INSTRUCTIONS FOR THE TASK
Count the lines in the items below that contain the string "sleeve", treating case as significant, and give only the number.

Dataset items on object locations
━━━━━━━━━━━━━━━━━━━━

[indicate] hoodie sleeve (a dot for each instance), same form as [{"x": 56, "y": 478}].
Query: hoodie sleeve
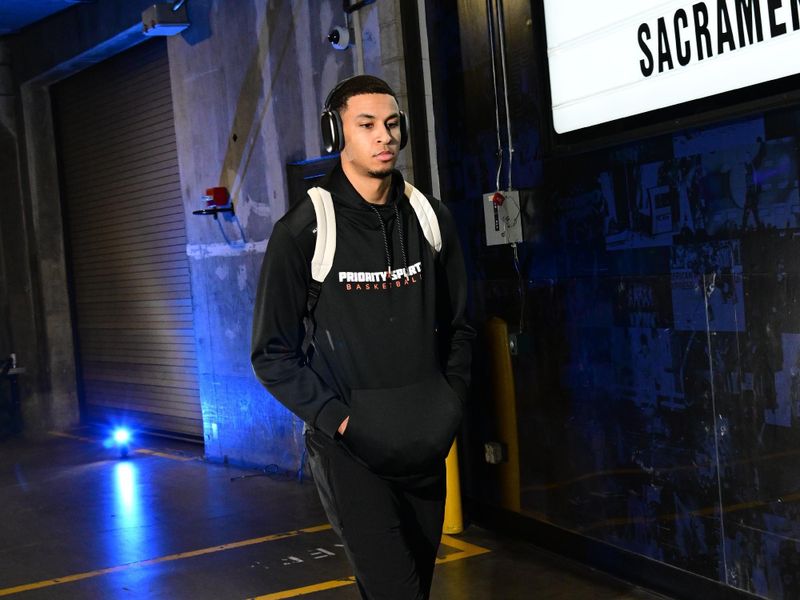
[
  {"x": 456, "y": 334},
  {"x": 278, "y": 334}
]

━━━━━━━━━━━━━━━━━━━━

ANSWER TO THIS PROBLEM
2